Given task: Print the range of lines that opens with the line containing "Task: indicate one point on every instance of the grass verge" and closes with the last line of the listing. Include both ends; print nothing more.

Task inputs:
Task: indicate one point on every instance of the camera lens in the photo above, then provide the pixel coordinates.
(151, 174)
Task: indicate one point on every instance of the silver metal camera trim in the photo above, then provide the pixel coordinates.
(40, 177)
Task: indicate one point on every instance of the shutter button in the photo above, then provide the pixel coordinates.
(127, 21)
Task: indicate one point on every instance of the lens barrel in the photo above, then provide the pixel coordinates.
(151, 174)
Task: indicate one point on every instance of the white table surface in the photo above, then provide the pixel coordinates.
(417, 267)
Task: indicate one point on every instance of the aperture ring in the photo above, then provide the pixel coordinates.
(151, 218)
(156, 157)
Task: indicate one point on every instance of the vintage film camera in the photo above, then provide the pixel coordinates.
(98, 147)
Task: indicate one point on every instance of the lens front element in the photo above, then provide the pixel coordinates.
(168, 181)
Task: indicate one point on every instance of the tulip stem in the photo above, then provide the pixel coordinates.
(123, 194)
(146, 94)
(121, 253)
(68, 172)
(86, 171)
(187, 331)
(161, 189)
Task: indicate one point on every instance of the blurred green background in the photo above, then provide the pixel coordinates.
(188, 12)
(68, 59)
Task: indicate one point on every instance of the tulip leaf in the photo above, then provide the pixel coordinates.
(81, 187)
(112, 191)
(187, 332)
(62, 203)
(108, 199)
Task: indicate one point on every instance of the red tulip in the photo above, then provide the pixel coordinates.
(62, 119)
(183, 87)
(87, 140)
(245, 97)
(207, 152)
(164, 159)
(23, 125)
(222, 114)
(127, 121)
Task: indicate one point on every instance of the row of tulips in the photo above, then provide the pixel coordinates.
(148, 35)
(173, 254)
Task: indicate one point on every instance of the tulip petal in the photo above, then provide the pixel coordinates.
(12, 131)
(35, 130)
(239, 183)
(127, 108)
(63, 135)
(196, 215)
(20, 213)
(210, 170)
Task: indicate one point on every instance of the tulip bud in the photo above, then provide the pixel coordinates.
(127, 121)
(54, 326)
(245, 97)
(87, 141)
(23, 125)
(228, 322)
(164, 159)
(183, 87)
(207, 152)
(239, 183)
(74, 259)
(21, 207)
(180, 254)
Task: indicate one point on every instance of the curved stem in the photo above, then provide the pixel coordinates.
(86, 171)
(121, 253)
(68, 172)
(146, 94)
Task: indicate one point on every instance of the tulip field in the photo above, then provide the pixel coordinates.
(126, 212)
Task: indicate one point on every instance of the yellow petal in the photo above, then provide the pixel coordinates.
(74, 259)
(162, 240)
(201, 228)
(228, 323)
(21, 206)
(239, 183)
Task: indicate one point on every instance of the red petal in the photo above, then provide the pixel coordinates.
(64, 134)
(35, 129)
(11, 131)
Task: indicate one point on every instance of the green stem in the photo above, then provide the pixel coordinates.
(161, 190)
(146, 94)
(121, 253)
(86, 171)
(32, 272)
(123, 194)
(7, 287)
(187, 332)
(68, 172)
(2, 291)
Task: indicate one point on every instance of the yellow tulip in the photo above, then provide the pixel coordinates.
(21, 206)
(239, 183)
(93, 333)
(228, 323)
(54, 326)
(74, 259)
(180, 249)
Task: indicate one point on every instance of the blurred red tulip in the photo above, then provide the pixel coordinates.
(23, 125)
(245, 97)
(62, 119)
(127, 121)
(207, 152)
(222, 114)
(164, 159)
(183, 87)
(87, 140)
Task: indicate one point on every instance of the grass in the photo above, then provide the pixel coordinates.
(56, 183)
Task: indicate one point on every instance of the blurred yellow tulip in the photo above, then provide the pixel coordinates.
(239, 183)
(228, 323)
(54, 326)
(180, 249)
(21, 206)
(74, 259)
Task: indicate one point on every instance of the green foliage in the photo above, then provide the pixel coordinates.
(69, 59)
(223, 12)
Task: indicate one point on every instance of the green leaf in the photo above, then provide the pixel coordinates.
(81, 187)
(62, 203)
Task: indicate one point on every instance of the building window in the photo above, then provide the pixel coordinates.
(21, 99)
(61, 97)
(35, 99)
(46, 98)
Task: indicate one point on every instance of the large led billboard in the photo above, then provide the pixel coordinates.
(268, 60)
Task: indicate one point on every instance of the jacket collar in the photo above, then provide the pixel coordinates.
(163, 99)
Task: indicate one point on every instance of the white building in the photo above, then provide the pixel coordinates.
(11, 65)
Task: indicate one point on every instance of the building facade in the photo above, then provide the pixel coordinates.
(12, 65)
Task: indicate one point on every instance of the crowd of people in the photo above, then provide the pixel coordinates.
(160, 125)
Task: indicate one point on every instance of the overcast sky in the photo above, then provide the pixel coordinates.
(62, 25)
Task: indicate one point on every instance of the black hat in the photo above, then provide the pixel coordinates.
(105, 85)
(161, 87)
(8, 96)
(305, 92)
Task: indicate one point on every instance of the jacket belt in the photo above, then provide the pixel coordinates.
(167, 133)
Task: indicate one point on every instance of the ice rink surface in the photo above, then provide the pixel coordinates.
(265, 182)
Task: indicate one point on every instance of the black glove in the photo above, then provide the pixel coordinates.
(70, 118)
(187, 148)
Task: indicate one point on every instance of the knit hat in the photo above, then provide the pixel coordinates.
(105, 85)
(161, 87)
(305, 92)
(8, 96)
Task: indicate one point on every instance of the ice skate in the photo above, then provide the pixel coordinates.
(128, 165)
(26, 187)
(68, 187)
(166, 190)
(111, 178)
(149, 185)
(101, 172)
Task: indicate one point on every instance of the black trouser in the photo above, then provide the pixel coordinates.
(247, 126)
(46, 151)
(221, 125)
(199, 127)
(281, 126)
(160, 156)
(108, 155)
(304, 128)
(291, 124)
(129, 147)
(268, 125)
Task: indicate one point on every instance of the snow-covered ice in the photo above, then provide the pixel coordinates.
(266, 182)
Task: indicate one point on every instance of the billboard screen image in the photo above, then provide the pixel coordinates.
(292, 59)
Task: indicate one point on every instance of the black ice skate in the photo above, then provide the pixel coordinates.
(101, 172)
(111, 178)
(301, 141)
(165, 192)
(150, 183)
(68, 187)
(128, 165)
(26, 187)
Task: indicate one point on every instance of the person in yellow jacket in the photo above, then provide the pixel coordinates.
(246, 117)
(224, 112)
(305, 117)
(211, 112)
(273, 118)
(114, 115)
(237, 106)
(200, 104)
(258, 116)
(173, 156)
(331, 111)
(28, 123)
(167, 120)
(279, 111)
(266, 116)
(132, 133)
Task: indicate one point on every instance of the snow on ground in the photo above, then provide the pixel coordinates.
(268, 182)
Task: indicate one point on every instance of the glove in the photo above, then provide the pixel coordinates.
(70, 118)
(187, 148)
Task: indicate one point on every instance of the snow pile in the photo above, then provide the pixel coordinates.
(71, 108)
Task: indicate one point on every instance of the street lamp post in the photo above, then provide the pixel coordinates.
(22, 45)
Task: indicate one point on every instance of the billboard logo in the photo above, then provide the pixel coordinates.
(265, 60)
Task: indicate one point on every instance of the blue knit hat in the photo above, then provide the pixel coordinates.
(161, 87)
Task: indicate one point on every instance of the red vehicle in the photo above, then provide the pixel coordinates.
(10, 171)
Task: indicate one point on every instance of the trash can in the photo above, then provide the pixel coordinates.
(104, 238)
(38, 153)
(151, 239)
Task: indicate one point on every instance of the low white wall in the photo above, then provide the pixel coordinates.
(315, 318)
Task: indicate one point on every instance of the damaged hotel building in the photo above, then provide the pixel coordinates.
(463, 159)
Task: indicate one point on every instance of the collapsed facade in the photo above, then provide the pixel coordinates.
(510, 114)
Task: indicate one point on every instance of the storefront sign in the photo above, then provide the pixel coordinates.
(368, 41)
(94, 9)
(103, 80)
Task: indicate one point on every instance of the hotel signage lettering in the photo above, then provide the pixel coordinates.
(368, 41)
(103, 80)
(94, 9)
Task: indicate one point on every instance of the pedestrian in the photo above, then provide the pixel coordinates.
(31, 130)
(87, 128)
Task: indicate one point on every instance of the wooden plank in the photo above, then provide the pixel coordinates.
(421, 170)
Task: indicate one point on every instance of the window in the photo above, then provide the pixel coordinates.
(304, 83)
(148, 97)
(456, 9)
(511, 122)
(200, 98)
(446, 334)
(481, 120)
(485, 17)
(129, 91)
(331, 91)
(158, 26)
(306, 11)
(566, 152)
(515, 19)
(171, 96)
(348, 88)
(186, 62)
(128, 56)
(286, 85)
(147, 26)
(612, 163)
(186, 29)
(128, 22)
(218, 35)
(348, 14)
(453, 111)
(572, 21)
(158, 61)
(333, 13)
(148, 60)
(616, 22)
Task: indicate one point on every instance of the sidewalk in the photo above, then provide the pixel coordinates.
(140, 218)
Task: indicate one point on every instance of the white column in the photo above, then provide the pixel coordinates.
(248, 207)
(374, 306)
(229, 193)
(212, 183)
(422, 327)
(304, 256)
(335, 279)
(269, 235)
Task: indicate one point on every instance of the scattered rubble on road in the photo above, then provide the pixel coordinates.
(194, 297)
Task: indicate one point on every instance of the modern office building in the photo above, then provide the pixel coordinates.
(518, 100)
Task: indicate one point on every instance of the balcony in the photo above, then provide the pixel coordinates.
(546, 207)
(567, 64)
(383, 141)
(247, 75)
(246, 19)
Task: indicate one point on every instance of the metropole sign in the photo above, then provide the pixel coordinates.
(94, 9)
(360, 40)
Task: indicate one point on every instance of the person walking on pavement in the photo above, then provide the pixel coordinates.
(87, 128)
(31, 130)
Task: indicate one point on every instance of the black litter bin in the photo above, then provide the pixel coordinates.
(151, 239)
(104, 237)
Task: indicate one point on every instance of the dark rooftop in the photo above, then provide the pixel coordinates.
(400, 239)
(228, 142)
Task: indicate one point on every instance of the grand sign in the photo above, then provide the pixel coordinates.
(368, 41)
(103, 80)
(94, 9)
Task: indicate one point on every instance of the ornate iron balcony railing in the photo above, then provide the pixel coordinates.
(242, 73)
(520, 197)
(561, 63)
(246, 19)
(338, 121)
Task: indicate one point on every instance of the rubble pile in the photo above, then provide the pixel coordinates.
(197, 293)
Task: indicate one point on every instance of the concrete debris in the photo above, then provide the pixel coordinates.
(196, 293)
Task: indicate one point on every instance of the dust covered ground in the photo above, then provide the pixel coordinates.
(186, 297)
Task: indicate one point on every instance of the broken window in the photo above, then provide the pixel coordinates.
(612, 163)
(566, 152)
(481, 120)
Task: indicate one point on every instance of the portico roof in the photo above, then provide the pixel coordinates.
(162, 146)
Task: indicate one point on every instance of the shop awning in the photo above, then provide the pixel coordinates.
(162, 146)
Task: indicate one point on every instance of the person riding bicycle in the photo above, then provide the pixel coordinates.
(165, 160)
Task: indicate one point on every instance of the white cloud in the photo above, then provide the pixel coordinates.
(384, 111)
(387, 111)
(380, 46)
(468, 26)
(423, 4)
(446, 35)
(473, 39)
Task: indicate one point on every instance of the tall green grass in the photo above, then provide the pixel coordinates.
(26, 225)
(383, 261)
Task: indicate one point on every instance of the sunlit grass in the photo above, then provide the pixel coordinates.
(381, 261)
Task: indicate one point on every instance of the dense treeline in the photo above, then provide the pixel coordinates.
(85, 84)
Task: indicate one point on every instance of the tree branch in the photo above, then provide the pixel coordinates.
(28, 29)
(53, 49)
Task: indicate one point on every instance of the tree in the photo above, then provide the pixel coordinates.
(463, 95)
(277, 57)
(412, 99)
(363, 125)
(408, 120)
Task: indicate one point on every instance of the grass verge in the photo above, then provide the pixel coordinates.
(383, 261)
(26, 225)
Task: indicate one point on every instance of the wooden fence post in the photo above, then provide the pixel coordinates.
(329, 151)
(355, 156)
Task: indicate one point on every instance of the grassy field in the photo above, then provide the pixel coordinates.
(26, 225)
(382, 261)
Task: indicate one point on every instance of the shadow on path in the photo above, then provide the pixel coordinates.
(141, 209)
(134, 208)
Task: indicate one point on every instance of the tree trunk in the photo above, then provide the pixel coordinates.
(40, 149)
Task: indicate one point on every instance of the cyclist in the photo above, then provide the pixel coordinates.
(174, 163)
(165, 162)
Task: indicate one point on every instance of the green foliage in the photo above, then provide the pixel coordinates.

Output for this task:
Task: indicate one point on every instance of the grass verge in the photo above, then provide the pixel coordinates.
(383, 261)
(26, 225)
Task: indicate one point on every instance of the wooden fence post in the photo above, then provide the pixel coordinates.
(329, 151)
(355, 156)
Task: indicate one point on every instance of the grassy field in the photo above, then provide the pixel coordinates.
(26, 225)
(382, 261)
Task: indicate one point on every instance of the shadow on path in the photo above, then provide the pixel coordinates.
(141, 209)
(134, 208)
Task: indicate one point on every instance of the tree trunk in the photo above, then provide the pixel coordinates.
(40, 149)
Task: indicate one point on every instance of the cyclist in the photo above, then provide the pixel coordinates.
(174, 163)
(165, 162)
Task: indicate one point on every instance of the green foliage in the photo above, then provide the pixel coordinates.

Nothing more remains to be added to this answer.